*Exercise prompt*: For the word "pillow", state the number of lines in the data that contain it, and nothing else.

*** Opening of The records ***

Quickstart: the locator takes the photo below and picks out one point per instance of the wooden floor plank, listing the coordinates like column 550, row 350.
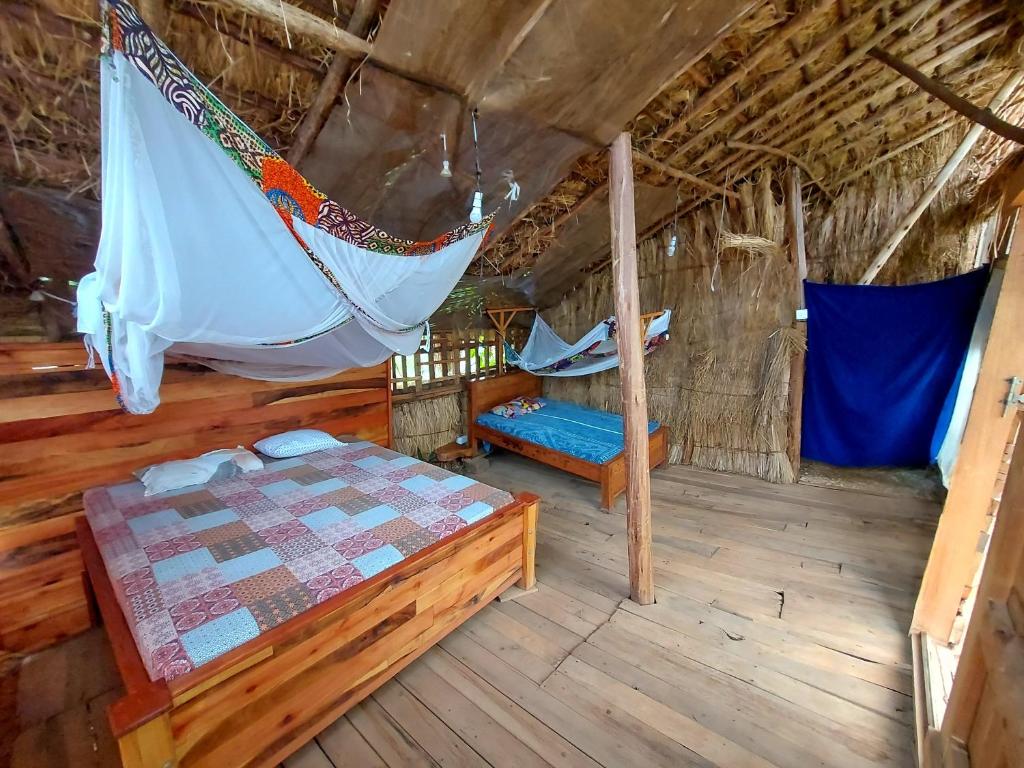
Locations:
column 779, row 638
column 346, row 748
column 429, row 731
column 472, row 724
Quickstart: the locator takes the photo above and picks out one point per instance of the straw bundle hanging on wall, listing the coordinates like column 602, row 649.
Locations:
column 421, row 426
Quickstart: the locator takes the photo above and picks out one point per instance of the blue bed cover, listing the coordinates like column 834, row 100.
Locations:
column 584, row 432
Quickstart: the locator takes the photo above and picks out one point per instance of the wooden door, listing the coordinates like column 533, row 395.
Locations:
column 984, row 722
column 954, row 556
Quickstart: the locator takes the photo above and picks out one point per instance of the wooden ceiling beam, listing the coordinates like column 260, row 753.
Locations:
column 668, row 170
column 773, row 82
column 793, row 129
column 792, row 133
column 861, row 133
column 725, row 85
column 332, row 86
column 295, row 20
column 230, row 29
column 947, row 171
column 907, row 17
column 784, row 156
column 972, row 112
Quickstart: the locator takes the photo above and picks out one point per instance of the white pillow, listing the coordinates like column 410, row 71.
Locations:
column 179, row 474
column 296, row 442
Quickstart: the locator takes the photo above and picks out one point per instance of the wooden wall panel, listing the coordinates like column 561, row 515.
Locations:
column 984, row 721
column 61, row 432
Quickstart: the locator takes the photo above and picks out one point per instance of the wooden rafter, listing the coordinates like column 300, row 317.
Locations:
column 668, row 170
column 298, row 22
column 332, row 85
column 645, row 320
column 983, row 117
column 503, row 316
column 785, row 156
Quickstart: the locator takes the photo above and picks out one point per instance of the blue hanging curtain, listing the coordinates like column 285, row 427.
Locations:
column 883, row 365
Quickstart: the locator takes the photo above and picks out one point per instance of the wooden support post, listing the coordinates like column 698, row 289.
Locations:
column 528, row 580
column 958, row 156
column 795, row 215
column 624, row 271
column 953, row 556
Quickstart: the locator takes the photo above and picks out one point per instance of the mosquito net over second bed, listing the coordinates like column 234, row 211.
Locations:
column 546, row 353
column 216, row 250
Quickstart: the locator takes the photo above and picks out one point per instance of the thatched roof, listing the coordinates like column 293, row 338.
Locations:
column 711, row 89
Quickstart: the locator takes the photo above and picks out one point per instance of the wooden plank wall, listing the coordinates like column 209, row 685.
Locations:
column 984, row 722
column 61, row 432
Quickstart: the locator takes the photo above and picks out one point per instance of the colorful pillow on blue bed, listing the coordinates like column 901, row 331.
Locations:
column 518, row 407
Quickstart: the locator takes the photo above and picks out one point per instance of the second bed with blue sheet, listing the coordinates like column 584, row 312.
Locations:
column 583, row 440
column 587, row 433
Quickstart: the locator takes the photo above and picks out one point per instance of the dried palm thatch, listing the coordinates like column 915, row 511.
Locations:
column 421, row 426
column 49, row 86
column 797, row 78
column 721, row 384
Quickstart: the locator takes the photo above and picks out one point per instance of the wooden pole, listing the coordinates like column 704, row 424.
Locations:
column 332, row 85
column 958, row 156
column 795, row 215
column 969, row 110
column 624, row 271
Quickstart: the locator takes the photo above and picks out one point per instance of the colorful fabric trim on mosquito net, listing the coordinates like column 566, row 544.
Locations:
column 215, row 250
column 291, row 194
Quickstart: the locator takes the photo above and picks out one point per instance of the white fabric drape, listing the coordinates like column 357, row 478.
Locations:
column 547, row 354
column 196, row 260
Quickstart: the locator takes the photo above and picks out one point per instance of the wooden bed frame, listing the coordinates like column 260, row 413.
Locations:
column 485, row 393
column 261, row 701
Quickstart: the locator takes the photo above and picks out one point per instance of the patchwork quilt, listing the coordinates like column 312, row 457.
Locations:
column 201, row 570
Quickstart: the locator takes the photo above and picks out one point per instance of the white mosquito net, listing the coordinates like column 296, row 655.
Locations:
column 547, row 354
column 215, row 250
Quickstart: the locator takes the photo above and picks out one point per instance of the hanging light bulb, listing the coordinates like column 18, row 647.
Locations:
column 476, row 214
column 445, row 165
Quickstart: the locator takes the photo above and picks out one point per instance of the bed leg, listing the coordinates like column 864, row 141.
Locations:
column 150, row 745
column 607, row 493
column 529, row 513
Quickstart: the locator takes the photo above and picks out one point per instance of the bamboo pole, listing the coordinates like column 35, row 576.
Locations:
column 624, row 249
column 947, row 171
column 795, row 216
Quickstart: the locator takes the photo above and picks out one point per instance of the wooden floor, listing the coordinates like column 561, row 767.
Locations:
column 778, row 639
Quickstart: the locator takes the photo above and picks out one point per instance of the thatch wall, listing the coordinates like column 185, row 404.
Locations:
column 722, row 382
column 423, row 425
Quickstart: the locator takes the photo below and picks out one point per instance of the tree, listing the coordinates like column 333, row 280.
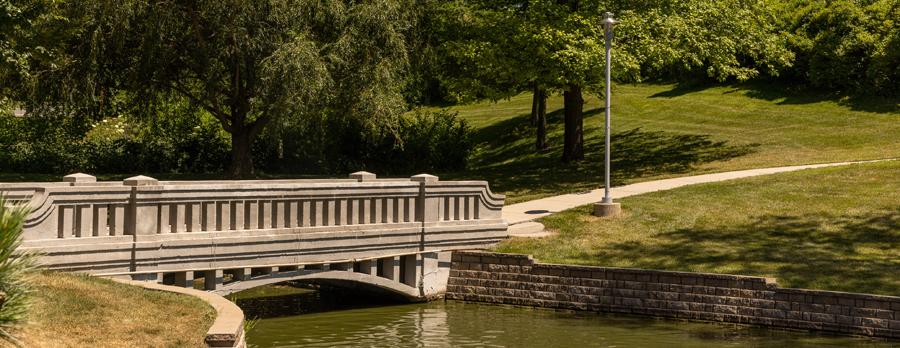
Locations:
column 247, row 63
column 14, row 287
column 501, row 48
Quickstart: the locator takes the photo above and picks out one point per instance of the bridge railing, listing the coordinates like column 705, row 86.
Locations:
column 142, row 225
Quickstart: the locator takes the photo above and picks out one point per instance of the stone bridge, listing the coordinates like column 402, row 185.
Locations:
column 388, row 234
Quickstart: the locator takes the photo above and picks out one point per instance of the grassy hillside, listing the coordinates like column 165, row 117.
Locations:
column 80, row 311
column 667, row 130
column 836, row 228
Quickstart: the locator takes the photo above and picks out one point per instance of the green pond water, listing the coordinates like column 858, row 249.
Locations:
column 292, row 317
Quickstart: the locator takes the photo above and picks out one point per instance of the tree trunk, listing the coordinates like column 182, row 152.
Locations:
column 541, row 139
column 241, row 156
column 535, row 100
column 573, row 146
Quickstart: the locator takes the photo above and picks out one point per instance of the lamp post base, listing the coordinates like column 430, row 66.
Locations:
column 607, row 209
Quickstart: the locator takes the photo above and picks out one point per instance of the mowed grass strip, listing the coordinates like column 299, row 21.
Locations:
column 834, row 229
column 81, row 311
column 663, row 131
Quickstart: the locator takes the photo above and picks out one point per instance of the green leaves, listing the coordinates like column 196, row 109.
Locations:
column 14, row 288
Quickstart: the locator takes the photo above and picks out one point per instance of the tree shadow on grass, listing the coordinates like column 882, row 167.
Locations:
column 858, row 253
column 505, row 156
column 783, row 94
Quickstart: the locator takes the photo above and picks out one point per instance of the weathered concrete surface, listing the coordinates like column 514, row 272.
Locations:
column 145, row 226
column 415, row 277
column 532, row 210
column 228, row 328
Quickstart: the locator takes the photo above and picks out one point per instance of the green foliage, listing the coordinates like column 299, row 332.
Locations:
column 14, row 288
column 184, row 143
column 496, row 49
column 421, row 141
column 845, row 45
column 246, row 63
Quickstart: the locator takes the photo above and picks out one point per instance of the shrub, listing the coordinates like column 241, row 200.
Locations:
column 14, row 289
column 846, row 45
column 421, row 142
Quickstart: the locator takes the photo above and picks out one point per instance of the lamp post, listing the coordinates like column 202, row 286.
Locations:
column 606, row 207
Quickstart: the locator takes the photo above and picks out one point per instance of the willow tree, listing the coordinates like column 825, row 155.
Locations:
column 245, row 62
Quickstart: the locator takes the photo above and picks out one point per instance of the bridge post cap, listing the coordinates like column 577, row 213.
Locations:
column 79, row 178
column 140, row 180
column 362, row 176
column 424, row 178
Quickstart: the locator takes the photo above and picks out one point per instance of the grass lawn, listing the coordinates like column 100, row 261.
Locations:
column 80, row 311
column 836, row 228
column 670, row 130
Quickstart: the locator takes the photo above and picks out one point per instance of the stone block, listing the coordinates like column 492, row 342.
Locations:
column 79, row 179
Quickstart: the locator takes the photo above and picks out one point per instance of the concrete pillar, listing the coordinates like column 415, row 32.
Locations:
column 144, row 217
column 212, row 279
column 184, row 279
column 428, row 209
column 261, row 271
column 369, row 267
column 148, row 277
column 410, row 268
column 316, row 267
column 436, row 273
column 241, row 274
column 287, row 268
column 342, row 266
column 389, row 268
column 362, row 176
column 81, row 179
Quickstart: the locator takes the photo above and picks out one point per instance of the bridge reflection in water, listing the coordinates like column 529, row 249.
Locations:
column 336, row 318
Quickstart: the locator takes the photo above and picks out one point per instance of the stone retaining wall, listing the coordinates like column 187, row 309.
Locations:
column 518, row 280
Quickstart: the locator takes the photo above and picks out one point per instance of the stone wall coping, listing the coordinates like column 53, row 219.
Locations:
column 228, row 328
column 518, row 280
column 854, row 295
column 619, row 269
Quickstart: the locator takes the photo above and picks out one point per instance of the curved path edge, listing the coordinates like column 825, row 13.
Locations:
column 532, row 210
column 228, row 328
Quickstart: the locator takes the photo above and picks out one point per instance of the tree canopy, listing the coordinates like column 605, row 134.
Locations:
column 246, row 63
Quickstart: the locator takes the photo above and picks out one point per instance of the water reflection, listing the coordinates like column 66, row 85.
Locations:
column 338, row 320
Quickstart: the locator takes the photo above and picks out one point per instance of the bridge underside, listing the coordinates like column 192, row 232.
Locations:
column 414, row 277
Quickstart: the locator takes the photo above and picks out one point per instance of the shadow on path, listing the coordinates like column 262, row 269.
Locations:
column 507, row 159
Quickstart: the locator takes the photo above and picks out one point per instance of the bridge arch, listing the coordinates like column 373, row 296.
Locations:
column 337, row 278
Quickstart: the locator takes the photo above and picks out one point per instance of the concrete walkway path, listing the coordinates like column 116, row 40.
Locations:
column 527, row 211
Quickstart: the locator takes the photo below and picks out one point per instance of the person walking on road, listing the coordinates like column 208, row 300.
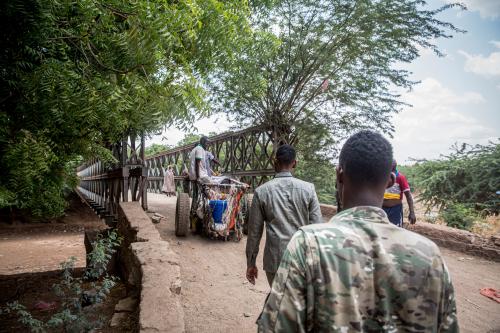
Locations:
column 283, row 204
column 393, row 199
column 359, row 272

*** Close of The records ***

*Output for this exercise*: 2